What the task asks - Return the part of the article on South Korean companies' business in China starting with "The suspension came" and going on through "denied the report.", copied word for word.

South Korean companies’ business in China wanes

By Li Xuanmin Source:Global Times Published: 2017/8/30 21:18:39

Changing tastes, tougher environment take toll: analysts

Staff members are seen working on a production line in Beijing Hyundai's plant in Cangzhou, North China's Hebei Province in February 2017. Photo: CFP

The businesses of South Korea-based companies such as vehicle maker Hyundai Motor and retailer Lotte Group have been waning in the Chinese mainland market in recent months, mostly because they failed to react to changing consumer tastes and could not compete in a tougher environment, industry insiders said on Wednesday.

They said that the deployment of the US Terminal High Altitude Area Defense (THAAD) system in South Korea had played a role, but it wasn't the main cause.

Hyundai Motor's affiliate Beijing Hyundai halted production at all four Chinese factories, three in Beijing and one plant in Cangzhou, North China's Hebei Province, the Financial Times (FT) reported on Wednesday.

The suspension came after some local suppliers "refused to provide necessary parts" when they did not receive payment, said the FT report.

A spokesman of Beijing Hyundai on Wednesday denied the report.

Recorded information -
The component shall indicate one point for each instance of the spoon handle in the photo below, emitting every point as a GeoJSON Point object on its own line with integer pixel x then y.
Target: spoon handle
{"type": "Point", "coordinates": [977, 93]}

Reply -
The suspension came after some local suppliers "refused to provide necessary parts" when they did not receive payment, said the FT report.

A spokesman of Beijing Hyundai on Wednesday denied the report.